◆ Stored records:
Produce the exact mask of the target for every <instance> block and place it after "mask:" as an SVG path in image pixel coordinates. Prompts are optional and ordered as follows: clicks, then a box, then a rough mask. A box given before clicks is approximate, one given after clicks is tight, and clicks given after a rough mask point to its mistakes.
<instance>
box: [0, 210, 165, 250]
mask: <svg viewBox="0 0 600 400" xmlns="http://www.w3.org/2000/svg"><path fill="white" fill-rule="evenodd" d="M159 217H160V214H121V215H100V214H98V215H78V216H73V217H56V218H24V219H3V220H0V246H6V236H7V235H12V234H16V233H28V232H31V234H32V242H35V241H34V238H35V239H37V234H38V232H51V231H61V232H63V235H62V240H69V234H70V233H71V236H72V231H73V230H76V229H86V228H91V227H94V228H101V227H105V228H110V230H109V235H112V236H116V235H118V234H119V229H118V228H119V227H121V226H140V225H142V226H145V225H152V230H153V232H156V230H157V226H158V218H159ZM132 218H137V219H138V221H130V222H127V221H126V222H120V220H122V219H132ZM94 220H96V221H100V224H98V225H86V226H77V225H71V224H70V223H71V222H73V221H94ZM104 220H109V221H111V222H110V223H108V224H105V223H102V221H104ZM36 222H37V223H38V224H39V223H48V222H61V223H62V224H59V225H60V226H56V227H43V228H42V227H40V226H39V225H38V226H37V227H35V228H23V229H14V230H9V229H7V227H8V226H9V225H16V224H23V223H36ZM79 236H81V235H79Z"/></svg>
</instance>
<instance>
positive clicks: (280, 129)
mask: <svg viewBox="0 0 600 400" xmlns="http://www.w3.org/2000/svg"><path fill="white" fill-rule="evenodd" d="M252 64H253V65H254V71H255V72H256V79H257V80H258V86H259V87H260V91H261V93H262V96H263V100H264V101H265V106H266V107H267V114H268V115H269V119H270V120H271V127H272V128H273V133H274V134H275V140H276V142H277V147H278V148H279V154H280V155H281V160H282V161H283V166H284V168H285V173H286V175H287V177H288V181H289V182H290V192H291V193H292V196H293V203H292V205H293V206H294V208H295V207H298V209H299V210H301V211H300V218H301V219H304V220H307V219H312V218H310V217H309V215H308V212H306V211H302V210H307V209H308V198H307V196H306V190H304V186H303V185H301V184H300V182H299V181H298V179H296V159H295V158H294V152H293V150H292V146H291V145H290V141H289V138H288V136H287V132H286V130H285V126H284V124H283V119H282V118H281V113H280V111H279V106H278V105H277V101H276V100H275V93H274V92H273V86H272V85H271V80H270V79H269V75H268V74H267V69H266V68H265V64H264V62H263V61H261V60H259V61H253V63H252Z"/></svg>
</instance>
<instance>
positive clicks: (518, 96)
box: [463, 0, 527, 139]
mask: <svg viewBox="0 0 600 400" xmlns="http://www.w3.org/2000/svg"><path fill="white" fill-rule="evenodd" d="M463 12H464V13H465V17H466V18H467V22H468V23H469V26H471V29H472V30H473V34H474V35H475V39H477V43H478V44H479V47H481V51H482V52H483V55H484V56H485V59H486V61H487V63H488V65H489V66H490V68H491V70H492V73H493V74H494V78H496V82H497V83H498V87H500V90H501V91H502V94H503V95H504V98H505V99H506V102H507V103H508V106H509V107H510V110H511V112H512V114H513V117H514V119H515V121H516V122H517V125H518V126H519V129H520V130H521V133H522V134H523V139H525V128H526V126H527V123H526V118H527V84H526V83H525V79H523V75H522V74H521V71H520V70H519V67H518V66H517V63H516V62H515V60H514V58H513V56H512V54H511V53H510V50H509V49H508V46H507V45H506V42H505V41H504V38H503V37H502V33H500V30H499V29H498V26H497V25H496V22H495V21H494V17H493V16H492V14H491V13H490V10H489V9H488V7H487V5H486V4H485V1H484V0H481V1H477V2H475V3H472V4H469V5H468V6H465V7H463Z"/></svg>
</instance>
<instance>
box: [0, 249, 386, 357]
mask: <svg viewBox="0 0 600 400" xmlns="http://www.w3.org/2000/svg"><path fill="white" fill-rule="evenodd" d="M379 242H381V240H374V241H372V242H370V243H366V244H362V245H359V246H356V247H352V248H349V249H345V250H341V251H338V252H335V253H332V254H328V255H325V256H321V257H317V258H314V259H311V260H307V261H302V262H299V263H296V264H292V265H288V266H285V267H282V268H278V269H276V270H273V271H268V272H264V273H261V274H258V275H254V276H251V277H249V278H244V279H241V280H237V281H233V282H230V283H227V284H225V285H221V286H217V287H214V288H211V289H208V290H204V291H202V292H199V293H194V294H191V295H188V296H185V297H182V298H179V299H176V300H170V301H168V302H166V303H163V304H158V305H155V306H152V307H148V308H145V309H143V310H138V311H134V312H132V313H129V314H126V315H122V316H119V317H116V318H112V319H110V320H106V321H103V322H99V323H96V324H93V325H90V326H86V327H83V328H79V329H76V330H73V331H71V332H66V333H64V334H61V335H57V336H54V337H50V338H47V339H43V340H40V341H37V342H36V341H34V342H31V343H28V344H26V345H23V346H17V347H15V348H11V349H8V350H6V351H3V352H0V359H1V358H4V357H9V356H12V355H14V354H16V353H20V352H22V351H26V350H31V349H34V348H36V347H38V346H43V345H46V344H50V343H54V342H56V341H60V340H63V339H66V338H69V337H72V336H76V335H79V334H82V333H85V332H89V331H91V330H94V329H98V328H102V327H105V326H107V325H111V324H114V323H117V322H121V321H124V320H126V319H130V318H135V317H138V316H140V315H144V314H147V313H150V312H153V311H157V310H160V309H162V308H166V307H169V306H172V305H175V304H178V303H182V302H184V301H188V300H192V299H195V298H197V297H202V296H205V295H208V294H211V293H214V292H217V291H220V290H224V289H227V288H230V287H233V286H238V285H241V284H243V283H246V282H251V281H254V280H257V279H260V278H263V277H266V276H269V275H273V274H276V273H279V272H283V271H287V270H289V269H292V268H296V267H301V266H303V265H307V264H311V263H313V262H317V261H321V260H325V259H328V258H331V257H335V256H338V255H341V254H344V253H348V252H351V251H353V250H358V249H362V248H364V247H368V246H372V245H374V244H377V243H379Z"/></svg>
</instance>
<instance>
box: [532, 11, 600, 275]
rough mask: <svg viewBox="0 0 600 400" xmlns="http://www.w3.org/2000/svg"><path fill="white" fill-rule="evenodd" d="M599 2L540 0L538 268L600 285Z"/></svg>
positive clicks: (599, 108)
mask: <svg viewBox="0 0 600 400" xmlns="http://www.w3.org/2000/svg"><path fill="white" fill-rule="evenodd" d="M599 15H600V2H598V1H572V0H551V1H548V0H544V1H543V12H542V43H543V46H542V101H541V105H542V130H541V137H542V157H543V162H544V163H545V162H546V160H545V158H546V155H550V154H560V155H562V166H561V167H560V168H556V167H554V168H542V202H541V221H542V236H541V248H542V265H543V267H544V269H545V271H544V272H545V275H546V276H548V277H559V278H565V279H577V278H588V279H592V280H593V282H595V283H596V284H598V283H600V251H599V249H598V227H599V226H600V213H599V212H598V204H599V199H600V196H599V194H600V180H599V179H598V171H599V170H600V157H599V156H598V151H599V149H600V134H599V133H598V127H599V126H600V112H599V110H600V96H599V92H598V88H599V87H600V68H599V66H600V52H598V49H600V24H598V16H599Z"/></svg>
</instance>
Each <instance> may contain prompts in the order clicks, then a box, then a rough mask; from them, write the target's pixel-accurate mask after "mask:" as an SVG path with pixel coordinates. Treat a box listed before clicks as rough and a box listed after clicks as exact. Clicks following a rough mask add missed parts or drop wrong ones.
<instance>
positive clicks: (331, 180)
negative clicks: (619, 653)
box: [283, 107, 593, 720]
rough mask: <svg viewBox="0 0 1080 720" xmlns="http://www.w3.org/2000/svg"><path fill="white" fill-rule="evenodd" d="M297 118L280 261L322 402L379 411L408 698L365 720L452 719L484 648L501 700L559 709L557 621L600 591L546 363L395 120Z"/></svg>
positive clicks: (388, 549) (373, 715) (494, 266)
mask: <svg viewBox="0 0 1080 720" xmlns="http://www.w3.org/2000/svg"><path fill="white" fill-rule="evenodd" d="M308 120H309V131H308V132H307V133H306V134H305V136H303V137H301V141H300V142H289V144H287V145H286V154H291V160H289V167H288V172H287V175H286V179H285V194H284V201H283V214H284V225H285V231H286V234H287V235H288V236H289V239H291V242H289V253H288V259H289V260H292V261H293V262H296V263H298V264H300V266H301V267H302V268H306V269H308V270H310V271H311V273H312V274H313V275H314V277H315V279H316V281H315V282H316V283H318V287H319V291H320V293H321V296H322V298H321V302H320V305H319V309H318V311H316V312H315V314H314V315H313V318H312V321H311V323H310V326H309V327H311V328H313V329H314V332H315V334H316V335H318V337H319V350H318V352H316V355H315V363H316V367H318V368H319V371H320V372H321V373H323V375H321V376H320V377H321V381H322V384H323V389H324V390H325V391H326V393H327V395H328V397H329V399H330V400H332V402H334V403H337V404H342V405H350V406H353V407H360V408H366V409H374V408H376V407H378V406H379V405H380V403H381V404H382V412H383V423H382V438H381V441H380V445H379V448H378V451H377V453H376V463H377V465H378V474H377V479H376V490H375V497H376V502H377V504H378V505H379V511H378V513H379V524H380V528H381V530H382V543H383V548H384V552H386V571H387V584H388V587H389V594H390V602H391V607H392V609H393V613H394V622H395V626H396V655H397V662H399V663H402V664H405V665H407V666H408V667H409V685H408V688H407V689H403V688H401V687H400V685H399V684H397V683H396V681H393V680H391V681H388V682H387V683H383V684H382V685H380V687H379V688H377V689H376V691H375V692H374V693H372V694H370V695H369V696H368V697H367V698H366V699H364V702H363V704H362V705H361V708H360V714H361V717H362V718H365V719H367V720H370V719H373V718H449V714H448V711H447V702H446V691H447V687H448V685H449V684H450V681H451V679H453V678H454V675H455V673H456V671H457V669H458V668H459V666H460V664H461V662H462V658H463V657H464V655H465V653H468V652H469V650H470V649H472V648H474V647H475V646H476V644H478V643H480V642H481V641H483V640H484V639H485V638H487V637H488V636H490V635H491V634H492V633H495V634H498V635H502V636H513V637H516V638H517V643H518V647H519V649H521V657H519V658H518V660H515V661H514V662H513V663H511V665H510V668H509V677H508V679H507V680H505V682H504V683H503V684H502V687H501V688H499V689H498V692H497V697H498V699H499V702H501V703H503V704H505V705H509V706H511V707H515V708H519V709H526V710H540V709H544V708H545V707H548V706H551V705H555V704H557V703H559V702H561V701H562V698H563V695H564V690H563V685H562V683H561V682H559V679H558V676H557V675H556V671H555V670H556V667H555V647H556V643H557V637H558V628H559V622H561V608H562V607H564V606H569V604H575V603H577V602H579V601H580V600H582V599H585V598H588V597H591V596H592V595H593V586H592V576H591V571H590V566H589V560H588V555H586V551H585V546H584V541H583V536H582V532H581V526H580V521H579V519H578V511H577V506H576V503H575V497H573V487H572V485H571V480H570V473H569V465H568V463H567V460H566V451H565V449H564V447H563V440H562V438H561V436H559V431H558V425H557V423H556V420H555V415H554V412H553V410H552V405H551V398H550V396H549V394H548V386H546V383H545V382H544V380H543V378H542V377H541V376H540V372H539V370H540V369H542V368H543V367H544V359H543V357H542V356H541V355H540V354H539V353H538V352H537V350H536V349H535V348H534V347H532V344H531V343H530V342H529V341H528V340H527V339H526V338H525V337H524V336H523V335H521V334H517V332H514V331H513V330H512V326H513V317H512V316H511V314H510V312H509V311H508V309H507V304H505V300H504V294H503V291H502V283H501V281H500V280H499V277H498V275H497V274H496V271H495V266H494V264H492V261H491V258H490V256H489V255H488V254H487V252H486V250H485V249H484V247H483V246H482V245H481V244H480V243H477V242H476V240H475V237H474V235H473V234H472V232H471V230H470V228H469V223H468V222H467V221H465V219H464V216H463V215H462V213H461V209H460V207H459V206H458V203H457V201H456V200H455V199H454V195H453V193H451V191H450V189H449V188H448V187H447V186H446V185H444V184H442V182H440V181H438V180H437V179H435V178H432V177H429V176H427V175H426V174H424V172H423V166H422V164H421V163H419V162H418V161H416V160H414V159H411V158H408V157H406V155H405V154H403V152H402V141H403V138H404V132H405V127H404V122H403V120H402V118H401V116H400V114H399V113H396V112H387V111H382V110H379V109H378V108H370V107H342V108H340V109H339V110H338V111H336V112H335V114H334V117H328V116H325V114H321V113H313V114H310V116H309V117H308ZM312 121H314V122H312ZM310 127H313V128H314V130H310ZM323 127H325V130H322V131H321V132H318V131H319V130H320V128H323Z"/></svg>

◆ Exercise details: Read the lines above. Gather those in which the string "target" is found.

◆ Exercise output:
Produce the exact mask of the target for every <instance> block and place it after "mask:" as an SVG path in image pixel coordinates. Prompts are optional and ordered as follows: clicks, then a box, then a rough mask. A box given before clicks is approximate, one given after clicks is tight, and clicks given after a rough mask point to its mistakes.
Each <instance> may contain prompts in the order clicks, then a box, then a rough mask; from them, write the target's pixel-accurate mask after "mask:" as an SVG path with pixel coordinates. Treat a box listed before clicks as rough and a box listed after clicks as exact. Clicks following a rough mask add missed parts or drop wrong ones.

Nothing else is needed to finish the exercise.